→ EXERCISE DIRECTIONS
According to the wedding post, why didn't the narrator expect to be part of Josh's wedding?

→ TEXT PASSAGE
★ ★ ★ ★
My parents have been married for 19 years. My mom has four kids from her first marriage. Josh (28), Ella (26), Poppy (24) and Jax (20). All four of them have the same bio parents. From what I know their father is not a great guy and did some stuff to my mom but my mom and dad always kept me as far from him as possible so I don’t know him really. But his kids with my mom continued to live with him half the time until they were each 18. They are still really close to him today as well.

I (16f) have always been the outsider with them. Even with Jax who was closest in age to me and he doesn’t remember a time before I was born, is closer to them than he is to me.

I have learned to accept I am not their sister or their family and I am not their friend either. So when Josh got engaged I did not expected to be in his wedding. But my parents, especially my mom, did. So when they found out Josh’s future wife’s younger siblings (like much younger) were bridesmaids and groomsmen and I was the only sibling included, my mom went to speak to Josh, which in turn meant all four of her other kids told her I was not their sibling and even if she loved me, they did not, and I wasn’t wanted anywhere near them. Neither was my dad. But he was invited to keep her happy. I would not be.
★ ★ ★ ★
→ Stored items from a collection
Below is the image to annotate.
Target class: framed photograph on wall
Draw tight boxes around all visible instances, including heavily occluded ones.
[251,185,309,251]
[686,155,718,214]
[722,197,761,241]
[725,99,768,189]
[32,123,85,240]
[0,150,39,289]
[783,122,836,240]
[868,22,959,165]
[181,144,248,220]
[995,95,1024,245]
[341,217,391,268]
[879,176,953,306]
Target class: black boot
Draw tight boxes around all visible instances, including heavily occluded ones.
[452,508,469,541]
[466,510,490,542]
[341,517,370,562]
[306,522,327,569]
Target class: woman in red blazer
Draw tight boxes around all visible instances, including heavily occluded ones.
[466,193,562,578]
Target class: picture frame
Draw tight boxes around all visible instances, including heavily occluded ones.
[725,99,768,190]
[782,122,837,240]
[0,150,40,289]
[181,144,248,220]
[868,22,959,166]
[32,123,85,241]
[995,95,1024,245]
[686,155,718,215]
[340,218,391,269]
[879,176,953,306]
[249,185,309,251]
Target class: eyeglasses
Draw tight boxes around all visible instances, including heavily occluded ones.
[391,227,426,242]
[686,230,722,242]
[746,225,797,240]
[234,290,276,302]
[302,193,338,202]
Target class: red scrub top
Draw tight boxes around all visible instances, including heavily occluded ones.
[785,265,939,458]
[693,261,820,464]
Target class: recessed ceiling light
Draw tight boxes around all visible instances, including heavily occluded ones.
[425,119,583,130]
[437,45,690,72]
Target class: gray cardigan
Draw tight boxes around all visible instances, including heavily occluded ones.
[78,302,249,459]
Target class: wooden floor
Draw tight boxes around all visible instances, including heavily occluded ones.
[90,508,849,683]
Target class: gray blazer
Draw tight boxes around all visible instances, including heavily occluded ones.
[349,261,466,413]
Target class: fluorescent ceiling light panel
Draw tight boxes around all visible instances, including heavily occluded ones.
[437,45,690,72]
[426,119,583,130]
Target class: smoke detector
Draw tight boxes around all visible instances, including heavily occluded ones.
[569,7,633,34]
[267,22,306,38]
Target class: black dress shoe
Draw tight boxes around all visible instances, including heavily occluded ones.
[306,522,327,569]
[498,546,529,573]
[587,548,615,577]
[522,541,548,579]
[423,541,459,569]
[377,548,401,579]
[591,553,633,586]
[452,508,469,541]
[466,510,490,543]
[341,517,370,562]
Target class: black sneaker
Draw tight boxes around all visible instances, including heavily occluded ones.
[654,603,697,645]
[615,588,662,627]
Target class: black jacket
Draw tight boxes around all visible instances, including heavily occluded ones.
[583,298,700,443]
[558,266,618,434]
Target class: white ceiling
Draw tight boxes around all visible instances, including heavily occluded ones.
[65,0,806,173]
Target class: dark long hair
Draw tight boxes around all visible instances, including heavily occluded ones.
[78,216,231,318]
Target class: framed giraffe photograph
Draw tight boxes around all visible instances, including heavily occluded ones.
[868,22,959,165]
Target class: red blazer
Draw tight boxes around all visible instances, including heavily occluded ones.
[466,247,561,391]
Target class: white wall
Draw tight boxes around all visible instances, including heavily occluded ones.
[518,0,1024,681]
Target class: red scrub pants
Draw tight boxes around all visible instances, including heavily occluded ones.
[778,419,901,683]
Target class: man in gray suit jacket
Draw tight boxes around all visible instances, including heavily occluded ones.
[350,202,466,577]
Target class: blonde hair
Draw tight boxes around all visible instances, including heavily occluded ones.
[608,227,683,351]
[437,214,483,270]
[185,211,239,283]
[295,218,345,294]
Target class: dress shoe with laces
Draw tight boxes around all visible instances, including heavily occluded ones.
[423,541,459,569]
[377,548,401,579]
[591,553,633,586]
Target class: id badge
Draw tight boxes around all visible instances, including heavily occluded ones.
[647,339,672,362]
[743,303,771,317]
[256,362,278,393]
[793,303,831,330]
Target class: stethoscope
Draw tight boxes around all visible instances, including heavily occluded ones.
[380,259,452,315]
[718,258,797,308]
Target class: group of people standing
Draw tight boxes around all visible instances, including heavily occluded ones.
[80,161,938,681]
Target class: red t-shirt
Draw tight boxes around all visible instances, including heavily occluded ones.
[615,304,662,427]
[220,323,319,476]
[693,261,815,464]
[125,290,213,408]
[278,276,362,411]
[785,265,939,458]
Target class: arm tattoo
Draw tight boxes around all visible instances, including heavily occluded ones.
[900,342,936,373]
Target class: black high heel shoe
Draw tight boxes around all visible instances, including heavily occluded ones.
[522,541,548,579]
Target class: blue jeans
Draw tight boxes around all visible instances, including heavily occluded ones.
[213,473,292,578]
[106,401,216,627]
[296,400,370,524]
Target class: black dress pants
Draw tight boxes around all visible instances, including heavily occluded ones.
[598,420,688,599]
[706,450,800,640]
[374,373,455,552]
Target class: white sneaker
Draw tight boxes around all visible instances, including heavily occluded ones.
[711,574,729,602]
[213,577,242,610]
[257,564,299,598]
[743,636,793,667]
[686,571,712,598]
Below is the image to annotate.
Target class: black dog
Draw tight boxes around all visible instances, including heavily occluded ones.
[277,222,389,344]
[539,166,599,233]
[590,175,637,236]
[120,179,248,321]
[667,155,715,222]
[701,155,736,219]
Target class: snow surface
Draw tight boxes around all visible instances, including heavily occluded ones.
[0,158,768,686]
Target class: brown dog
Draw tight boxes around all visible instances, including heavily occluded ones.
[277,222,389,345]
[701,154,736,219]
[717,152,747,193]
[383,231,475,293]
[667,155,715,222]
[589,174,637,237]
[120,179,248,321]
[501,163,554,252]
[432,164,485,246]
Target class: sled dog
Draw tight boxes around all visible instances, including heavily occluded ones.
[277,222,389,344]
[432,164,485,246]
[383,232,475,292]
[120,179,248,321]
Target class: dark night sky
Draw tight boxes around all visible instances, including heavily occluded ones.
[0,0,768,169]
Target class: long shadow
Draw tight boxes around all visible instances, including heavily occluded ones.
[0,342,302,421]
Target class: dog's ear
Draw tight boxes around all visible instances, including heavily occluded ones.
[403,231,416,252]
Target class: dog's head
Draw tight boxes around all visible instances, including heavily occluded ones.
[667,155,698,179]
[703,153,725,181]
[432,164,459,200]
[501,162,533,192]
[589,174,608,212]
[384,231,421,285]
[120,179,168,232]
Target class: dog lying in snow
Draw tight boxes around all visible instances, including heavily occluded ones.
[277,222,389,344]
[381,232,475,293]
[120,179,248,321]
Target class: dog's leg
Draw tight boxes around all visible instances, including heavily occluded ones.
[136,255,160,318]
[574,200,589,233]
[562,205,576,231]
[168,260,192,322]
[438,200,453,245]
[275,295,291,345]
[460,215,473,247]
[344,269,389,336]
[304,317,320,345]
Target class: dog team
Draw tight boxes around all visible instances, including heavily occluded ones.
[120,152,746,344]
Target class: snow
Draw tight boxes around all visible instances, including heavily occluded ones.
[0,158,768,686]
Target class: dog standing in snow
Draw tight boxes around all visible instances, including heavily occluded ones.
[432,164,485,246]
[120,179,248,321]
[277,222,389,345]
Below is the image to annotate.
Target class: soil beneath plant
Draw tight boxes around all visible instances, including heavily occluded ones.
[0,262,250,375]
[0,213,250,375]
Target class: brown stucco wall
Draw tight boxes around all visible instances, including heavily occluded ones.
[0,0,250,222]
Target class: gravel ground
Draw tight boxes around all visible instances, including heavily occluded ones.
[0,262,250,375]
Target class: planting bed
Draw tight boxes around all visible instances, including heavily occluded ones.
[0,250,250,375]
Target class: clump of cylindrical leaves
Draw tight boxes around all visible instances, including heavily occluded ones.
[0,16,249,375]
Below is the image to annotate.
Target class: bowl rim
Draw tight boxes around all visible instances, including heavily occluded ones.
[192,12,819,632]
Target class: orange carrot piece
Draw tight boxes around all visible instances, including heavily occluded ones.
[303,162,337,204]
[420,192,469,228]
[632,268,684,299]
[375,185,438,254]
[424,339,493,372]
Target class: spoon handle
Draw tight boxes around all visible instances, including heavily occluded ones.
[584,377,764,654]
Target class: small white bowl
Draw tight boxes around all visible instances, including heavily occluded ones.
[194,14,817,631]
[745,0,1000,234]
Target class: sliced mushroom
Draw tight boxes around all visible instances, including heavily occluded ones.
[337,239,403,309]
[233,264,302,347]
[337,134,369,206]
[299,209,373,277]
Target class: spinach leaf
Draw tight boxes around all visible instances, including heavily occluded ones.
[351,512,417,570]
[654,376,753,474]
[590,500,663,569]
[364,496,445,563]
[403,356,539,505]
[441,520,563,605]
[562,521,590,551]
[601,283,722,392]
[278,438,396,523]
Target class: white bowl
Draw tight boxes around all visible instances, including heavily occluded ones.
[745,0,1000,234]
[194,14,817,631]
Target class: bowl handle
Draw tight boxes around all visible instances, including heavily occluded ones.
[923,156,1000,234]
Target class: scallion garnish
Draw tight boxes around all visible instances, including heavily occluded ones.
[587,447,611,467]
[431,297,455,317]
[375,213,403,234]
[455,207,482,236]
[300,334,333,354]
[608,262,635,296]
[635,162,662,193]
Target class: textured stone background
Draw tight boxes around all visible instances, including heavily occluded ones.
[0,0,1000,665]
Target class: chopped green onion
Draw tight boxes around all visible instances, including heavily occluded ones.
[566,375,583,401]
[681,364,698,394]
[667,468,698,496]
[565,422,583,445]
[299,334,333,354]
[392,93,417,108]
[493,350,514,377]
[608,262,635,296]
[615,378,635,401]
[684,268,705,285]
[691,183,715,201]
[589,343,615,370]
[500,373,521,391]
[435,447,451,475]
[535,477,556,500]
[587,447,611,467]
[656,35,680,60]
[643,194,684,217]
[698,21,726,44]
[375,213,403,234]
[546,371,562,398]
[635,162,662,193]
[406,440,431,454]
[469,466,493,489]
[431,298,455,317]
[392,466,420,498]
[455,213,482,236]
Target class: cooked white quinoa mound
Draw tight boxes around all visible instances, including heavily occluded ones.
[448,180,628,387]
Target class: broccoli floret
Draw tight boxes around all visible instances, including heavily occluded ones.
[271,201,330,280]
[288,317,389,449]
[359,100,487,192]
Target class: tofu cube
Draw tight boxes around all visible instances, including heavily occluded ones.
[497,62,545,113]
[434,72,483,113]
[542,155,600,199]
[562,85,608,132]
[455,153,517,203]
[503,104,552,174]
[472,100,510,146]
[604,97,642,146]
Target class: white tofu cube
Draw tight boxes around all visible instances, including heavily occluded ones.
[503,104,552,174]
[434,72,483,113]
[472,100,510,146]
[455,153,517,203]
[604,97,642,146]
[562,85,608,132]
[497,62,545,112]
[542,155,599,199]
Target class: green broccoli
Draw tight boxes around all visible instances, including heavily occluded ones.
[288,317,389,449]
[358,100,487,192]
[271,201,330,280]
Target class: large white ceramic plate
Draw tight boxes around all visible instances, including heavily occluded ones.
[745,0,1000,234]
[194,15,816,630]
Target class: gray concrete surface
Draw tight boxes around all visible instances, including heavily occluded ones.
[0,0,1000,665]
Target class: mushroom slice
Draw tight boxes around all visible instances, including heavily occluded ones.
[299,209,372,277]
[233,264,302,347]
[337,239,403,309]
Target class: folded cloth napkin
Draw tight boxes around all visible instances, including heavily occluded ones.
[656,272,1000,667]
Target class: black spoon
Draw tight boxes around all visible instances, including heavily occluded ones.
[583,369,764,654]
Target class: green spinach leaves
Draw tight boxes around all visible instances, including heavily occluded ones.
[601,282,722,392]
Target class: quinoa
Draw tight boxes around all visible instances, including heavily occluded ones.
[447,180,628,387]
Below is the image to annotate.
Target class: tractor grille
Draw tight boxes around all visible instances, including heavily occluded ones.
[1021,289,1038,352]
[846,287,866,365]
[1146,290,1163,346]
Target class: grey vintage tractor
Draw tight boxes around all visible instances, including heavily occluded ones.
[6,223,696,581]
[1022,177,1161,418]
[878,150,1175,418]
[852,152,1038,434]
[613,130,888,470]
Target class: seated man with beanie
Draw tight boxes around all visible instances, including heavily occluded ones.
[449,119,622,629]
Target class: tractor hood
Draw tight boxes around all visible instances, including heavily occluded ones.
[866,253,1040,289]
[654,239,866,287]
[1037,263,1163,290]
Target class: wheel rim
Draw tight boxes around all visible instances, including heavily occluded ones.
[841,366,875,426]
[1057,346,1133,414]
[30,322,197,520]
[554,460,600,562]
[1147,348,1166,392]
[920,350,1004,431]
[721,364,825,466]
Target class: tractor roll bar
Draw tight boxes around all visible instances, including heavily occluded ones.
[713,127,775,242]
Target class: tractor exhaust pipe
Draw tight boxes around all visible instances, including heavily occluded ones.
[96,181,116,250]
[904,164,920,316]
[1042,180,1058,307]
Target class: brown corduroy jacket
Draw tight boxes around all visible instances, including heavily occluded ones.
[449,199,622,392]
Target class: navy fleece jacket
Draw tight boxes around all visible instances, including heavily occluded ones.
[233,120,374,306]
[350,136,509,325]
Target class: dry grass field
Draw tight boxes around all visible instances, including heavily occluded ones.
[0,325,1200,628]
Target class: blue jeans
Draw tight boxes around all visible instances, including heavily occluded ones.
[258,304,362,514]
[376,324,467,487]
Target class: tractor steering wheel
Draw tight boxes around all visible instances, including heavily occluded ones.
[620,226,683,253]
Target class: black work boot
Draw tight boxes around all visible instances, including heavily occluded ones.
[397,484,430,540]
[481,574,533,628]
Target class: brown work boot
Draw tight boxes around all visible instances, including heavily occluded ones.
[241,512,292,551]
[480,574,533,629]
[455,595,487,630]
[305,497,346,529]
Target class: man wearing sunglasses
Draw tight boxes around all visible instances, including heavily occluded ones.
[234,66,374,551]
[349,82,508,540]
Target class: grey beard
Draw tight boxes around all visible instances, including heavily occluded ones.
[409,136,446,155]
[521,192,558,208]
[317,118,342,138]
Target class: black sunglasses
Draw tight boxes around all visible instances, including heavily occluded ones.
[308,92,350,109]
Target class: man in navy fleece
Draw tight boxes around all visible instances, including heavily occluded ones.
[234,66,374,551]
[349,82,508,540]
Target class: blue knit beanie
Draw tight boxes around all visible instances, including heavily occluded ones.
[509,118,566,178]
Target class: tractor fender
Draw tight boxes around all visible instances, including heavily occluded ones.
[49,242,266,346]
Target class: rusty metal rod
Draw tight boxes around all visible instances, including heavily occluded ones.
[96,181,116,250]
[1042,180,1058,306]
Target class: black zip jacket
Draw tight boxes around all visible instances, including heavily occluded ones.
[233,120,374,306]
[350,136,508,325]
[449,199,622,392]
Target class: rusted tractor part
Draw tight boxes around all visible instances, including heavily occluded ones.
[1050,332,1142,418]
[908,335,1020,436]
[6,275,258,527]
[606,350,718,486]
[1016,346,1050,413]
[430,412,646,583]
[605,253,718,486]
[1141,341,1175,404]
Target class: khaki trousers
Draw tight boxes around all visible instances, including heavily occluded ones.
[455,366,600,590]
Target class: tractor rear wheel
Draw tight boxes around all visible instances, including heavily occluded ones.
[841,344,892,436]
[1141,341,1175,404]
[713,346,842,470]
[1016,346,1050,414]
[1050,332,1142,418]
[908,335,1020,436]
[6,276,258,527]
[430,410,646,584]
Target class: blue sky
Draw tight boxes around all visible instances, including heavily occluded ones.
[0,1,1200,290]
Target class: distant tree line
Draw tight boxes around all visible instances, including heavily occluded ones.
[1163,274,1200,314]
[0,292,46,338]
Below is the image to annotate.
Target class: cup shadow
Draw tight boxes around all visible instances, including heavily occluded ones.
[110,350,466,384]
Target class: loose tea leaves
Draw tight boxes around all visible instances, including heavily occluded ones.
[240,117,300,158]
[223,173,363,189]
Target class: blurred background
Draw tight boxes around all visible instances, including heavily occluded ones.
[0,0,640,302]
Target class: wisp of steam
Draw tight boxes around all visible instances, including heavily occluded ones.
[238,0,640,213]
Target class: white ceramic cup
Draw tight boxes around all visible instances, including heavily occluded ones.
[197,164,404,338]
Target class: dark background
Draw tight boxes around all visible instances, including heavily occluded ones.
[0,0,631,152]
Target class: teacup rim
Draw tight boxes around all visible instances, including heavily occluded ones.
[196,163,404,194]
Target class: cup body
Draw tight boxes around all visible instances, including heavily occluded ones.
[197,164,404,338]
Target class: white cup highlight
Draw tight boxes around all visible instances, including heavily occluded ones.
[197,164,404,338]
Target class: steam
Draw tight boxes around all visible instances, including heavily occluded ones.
★ ★ ★ ★
→ IN RESPONSE
The narrator had learned to accept not being a sister, family member or friend to Josh and the other three siblings. So when Josh got engaged, the narrator didn't expect a place in his wedding.